Given text:
----

A recent study found that gallstone disease may raise the risk of being diagnosed with a heart condition in the long term by 23 percent. Scientists cannot yet explain the association but they advised patients with a history of gallstone disease to keep an eye on their heart health.
The study also found that gallstone patients can develop a heart condition even if they look healthy on the outside.
The latest analysis was based on medical data on 840,000 adults. Of these participants, those with gallstone troubles were 23 percent more likely to develop a heart condition. Surprisingly, the association between gallstones and coronary risk was even more significant in volunteers who haven’t been diagnosed with obesity, type 2 diabetes, or high blood pressure.
Researchers explained that you can produce gallstones if there is too much cholesterol in your system.
In the U.K. and U.S., nearly ten percent of the population is affected by gallstones. So, about 30 million Americans are living with the condition. The nation’s medical facilities perform 750,000 cholecystectomies every year.
Doctors said the condition is spurred by several risk factors including age, a cholesterol-rich diet, obesity, and type 2 diabetes. Additionally, women have a twofold risk of developing gallstones as compared to men.
Past studies had suggested that gallstone disease may be running in the family, but researchers have yet to demonstrate a cause and effect association between the condition and genetics. In short, gallstone can be triggered by the same risk factors as heart disease is.
Lead author of the research Lu Qi, who is a researcher with the Tulane University in New Orleans, explained that people affected by gallstone disease should monitor their heart on a regular basis.
“Preventing gallstone disease may also benefit heart health,”
Lu wrote in a recent paper.
The human gallbladder can produce small deposits known as gallstones in some high-risk patients. The gallbladder is a sac that stores bile when we’re not consuming food. Bile is a thick fluid required in the digestion of fats. Fats need to be turned into fatty acids first so that the body can absorb them.
The new findings were reported this week in the journal Arteriosclerosis, Thrombosis, and Vascular Biology.

----

Data section:

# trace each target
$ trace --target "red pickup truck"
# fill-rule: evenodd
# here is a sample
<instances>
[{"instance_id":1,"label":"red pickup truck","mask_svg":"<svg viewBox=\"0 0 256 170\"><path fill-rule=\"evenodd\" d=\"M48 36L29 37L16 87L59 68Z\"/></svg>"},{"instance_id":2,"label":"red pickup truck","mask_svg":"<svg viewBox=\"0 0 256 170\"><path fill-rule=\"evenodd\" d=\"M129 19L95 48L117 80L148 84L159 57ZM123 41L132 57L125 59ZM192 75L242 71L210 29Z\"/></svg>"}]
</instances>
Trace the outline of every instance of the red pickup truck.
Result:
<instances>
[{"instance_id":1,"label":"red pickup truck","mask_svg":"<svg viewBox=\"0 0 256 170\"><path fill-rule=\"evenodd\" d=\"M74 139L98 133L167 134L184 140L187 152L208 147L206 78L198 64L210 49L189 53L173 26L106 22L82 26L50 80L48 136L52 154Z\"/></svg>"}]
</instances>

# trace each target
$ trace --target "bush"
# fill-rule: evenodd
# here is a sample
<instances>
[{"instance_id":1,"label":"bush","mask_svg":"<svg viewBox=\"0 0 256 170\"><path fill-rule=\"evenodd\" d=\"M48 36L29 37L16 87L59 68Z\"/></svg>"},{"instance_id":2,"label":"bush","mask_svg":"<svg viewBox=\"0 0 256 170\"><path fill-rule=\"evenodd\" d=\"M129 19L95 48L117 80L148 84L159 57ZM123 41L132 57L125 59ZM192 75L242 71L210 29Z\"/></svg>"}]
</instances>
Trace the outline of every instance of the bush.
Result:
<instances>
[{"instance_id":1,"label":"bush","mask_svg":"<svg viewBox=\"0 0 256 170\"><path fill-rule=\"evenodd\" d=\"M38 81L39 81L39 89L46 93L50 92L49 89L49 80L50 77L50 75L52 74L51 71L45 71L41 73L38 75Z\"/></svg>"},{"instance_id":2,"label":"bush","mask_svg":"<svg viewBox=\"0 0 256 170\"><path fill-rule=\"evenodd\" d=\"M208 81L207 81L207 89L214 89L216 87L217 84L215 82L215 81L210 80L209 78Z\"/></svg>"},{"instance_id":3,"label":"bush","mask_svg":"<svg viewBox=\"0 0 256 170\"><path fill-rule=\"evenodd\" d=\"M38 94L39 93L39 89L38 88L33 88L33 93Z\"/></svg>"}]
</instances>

----

Explore the material:
A) Repeat the gallstone article from "Lead author of" to "a recent paper." word for word.
B) Summarize the gallstone article in two sentences.
The records come from a separate source.

Answer section:
A)
Lead author of the research Lu Qi, who is a researcher with the Tulane University in New Orleans, explained that people affected by gallstone disease should monitor their heart on a regular basis.
“Preventing gallstone disease may also benefit heart health,”
Lu wrote in a recent paper.

B) A study based on medical data on 840,000 adults found that people with gallstone disease were 23 percent more likely to develop a heart condition, and the link was even stronger in those without obesity, type 2 diabetes, or high blood pressure. Gallstones can be triggered by the same risk factors as heart disease, and lead author Lu Qi said people with gallstone disease should monitor their heart regularly.